* Natural-language object grounding data *

╔══

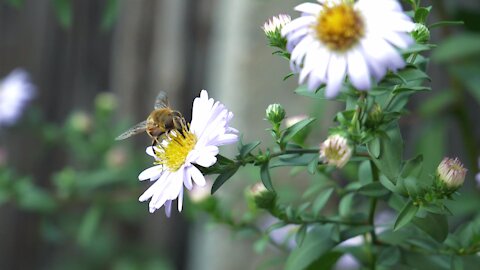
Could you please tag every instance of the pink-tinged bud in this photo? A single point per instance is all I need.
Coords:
(275, 24)
(336, 150)
(451, 173)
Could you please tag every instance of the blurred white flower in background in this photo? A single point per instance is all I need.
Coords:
(179, 151)
(15, 91)
(336, 38)
(477, 177)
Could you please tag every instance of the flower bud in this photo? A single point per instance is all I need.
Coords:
(257, 189)
(451, 173)
(336, 150)
(273, 29)
(275, 24)
(290, 121)
(275, 113)
(420, 33)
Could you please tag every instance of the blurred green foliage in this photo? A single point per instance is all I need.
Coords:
(86, 206)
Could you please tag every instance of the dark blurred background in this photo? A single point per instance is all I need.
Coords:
(69, 192)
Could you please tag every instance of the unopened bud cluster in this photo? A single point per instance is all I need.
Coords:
(272, 29)
(420, 33)
(275, 113)
(451, 174)
(336, 150)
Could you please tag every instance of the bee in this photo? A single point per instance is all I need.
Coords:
(161, 120)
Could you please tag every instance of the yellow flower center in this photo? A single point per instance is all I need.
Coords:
(339, 27)
(174, 149)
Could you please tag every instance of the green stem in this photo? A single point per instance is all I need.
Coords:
(371, 216)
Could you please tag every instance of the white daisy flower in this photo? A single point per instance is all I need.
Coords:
(178, 152)
(15, 91)
(275, 24)
(338, 37)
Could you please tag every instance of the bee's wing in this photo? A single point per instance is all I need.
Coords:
(161, 101)
(138, 128)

╚══

* Brief *
Your answer must be an exact copy of the records, without the pictures.

* Solved exercise *
Could you please tag every instance of the pink-tinged bud in this photo? A single point per instance is all I need.
Coords:
(275, 24)
(336, 150)
(451, 173)
Could you please tag every instance of the blurred white flower in background in this photo? A single point per instance is all I need.
Coords:
(179, 151)
(15, 91)
(336, 38)
(477, 177)
Could you please tag every instance of the flower bud in this photo? A single point per instance is all I need.
Coords:
(257, 189)
(451, 173)
(336, 150)
(273, 29)
(275, 24)
(290, 121)
(275, 113)
(420, 33)
Could you please tag every instance of the blurred green foliage in this photo? A single point per instance is all I need.
Coords:
(86, 206)
Could you please tag every instance of the dark blurred background in this photo? A single point per instance is all I need.
Coords:
(69, 192)
Could you please tag every instance of the unopened bud cluster in this photo? A single point per instance is all I need.
Coords:
(272, 29)
(420, 33)
(275, 113)
(451, 174)
(336, 150)
Could you please tag every instance of the bee in this photo? A single point per instance is all I need.
Coords:
(161, 120)
Could you please tag every instance of the yellow flower center in this photo? A single point per instance is all I need.
Coords:
(339, 27)
(174, 149)
Could you please tag every instance of the green stem in this photo? A single point per instance is all I need.
Coords:
(371, 216)
Could you please tag every instance of the white daisy flower in this photo? A single point per instance is all I need.
Coords:
(178, 152)
(15, 91)
(275, 24)
(338, 37)
Could you please tag every instance of the bee's wing in this photo? A single point per instance is all I need.
Coords:
(161, 101)
(138, 128)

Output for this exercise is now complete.